— ÉNONCÉ 1 —
Repérez dans le listing toutes les lignes contenant la chaîne «blue» et recopiez-les.
● ● ● ●
Révélations embarrassantes
«Il n'est pas exclu qu'il y ait des recompositions familiales dans le but d'organiser une migration mais il faut voir combien de personnes cela représente», nuance Patrick Weil, historien et spécialiste de l'immigration. En 2005, près de 23.000 titres de séjours ont été délivrés au titre du regroupement familial, dont environ 9.000 pour des enfants: «les fraudes ne concernent que quelques dizaines ou centaines d'enfants» venus d'Afrique, dit-il, reconnaissant que les tests pourront débloquer certaines situations, «pour éviter que le consulat de France ne bloque ad vitam aeternam une demande».
En l'état actuel, le projet examiné mardi à l'Assemblée «est une fausse bonne idée qui présente deux inconvénients majeurs: le coût est le premier obstacle, et le bazar humain que cela peut provoquer si un père découvre qu'il n'est pas le père d'un de ses enfants...», explique Hélène Poivey-Leclercq, avocate spécialiste en droit de la famille.
En France, «3 à 8% des enfants ne sont pas ceux de leur père légal», fait valoir Axel Kahn, qui parle d'une «grenade dégoupillée qui risque d'exploser au sein de la famille».
● ● ● ●
— ÉNONCÉ 2 —
D'après l'extrait, combien de titres de séjour ont été délivrés en 2005 au titre du regroupement familial ?

Exemples d'annotation par points:
● ● ● ●
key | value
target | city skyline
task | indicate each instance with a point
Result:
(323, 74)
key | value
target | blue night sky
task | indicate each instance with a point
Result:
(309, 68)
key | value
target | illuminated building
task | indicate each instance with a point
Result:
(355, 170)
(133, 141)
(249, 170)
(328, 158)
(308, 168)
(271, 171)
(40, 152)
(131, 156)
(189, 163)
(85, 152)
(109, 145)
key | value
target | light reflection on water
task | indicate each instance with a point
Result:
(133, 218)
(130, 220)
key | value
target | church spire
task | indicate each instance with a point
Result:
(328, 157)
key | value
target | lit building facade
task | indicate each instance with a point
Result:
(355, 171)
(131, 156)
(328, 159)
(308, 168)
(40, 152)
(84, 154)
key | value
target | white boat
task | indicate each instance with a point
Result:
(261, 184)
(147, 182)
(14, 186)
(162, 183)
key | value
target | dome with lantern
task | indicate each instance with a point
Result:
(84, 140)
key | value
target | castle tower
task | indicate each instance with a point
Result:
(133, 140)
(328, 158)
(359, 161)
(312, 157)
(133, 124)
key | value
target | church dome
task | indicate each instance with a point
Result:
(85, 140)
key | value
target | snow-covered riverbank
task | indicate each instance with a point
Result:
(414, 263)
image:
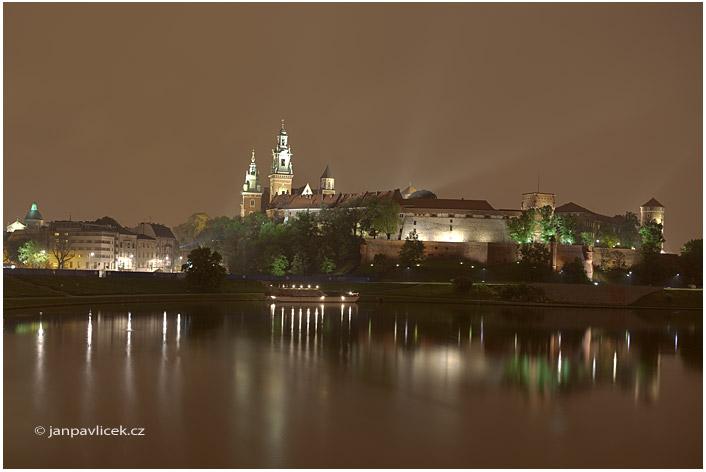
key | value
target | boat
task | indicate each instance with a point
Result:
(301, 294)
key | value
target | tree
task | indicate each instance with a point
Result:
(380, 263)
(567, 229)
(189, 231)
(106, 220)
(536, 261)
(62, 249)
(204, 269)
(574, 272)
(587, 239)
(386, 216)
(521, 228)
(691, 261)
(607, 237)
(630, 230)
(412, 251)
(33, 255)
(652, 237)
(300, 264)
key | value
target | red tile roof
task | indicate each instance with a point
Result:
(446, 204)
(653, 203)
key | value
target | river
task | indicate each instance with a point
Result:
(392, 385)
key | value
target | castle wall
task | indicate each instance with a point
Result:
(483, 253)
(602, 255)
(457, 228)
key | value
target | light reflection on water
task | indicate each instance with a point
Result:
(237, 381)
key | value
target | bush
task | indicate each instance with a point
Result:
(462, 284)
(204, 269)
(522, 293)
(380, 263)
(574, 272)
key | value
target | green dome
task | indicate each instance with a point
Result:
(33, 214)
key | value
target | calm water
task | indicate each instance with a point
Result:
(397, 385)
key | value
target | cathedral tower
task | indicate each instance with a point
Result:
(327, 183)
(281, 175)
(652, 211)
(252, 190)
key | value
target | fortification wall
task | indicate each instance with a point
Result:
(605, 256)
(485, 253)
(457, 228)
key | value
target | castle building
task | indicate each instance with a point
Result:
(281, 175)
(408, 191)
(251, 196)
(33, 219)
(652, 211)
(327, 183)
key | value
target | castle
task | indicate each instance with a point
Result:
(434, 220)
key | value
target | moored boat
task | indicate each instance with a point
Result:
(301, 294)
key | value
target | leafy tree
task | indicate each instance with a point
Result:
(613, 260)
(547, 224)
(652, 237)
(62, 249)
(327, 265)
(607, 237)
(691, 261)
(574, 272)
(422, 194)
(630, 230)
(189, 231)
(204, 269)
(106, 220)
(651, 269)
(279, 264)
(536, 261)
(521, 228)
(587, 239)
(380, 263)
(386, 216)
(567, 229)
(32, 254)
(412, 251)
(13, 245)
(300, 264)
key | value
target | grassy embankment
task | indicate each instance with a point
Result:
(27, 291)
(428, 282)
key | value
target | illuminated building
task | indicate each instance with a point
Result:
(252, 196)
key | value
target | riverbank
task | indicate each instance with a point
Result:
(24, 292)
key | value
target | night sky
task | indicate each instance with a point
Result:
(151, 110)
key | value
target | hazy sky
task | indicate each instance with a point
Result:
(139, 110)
● ● ● ●
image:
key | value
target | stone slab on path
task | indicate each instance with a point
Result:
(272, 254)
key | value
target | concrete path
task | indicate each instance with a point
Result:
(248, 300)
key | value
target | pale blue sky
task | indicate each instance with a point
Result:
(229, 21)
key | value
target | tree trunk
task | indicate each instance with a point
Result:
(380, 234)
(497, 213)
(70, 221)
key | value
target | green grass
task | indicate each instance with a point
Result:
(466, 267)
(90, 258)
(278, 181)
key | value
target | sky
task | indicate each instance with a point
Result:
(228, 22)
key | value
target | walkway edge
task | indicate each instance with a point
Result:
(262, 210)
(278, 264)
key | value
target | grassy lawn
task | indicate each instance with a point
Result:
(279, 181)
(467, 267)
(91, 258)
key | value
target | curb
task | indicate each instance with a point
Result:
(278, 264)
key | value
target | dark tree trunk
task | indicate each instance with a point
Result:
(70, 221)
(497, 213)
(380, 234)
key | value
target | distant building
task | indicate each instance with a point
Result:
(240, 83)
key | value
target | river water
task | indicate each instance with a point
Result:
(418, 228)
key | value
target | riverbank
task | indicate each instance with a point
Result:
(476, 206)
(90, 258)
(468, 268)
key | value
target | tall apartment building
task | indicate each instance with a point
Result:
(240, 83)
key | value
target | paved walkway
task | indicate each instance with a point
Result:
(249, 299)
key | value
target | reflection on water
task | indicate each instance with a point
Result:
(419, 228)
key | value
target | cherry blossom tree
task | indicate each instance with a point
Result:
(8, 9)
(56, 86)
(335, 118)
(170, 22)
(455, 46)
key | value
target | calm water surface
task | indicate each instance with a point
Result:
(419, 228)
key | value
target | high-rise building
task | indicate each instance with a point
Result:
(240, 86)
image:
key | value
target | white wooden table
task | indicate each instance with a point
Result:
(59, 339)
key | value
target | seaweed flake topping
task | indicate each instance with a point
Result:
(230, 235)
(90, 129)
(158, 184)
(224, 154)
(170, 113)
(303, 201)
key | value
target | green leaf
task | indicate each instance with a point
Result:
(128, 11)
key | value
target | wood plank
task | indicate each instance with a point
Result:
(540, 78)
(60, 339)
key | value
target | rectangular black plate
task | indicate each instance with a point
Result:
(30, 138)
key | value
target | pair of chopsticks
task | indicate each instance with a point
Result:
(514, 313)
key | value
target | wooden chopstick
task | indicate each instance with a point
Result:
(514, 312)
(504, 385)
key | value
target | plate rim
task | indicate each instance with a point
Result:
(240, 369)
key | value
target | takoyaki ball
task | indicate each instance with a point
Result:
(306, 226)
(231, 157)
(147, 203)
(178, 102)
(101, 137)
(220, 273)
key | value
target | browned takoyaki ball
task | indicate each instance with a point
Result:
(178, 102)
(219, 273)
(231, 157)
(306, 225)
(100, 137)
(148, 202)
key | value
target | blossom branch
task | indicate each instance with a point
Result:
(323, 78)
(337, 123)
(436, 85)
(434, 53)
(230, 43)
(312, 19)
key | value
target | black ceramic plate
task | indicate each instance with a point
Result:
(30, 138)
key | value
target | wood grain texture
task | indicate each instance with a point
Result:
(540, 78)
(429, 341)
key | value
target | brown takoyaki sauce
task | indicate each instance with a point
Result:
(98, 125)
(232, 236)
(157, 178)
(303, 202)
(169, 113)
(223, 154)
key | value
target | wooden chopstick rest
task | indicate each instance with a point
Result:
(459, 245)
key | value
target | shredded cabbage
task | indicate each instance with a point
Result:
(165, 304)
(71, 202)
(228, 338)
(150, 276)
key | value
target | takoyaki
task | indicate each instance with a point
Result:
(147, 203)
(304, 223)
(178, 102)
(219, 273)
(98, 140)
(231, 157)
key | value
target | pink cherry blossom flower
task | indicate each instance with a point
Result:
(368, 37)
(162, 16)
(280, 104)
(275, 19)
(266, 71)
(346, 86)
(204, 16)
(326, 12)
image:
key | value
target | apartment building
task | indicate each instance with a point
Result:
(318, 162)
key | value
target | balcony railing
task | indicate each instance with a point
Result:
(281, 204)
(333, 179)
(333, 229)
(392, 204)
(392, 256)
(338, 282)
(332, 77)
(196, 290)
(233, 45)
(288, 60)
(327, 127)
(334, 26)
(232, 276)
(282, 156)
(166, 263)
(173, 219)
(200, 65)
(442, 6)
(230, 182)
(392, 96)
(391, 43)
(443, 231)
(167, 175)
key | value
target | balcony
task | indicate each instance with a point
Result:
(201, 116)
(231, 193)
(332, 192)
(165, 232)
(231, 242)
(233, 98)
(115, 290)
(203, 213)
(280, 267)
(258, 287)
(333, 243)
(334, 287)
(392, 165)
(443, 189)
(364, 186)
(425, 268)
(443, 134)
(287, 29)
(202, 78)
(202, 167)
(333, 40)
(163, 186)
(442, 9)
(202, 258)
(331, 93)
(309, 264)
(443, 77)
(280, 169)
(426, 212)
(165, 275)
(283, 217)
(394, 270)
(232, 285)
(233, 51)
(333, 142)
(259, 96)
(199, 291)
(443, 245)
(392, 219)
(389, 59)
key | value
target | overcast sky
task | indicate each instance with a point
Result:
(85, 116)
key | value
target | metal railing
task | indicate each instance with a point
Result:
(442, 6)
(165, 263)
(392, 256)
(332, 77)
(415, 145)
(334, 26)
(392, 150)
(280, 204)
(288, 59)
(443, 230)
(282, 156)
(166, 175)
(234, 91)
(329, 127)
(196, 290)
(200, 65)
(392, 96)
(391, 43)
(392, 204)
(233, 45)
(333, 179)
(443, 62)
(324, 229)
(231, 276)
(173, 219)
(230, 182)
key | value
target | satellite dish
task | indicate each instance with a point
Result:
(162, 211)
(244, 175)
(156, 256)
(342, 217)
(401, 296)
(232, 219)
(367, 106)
● ● ● ●
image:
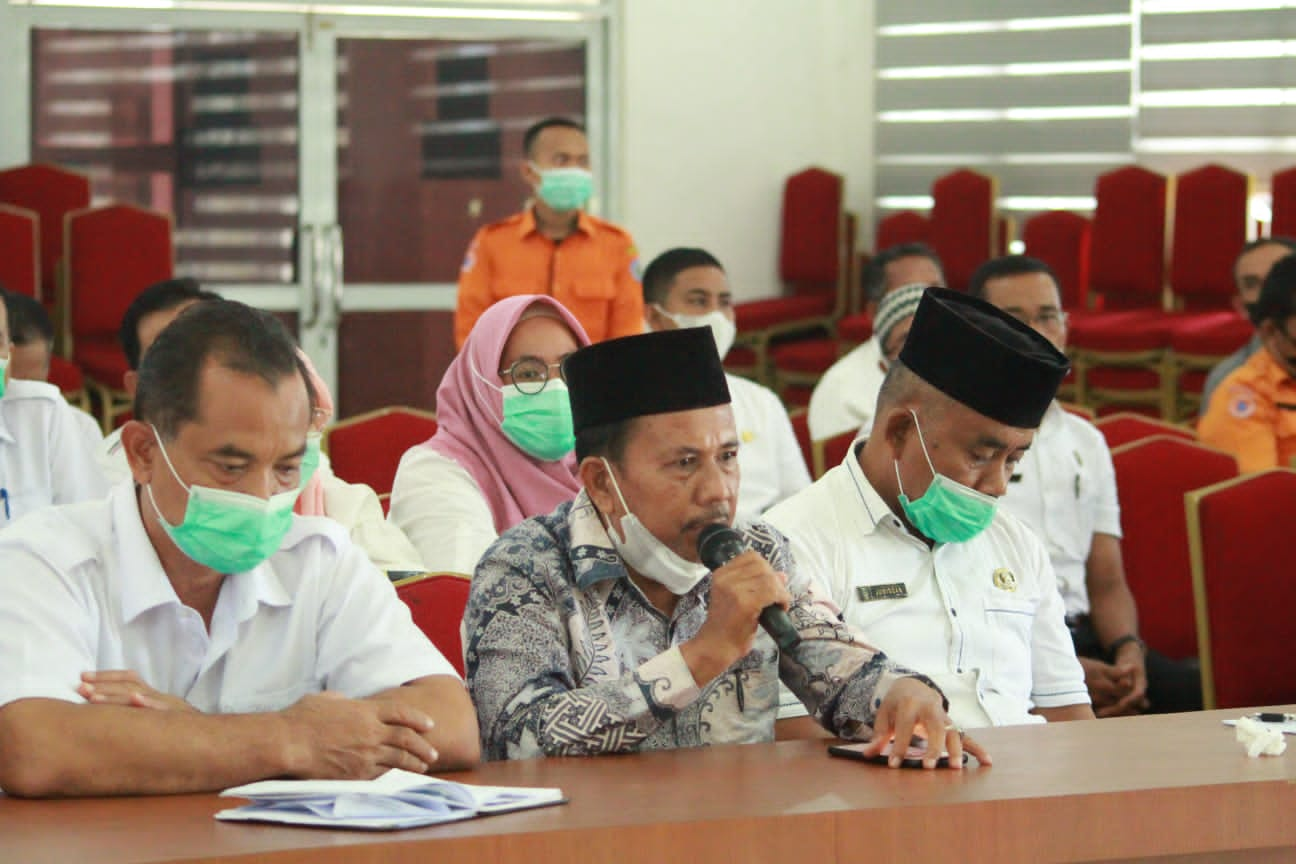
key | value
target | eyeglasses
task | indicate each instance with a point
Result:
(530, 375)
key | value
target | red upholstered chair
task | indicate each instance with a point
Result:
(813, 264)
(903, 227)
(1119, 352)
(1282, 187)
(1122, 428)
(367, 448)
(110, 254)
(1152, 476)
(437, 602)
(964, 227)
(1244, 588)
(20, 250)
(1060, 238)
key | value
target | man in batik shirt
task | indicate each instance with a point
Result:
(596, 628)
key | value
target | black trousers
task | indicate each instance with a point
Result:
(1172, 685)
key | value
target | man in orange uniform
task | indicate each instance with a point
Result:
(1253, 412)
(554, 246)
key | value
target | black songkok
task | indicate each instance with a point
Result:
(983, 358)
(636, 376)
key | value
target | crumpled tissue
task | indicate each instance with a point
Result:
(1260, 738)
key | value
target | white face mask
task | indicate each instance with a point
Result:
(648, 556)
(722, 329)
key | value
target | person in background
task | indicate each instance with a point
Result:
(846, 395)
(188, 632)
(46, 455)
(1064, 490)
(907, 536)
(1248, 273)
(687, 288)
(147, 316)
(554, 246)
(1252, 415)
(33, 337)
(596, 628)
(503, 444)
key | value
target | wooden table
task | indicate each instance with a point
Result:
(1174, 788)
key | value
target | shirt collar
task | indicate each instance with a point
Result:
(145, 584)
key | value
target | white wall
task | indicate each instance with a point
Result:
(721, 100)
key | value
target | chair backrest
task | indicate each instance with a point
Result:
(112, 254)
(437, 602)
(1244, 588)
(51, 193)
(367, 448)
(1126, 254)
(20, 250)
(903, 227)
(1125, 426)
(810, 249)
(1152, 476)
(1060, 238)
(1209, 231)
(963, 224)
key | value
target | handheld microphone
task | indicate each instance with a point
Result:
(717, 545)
● ● ● ●
— RÉPONSE ATTENDUE 1 —
target | blue night sky
target | pale blue sky

— RÉPONSE ATTENDUE 2 —
Près de 23.000.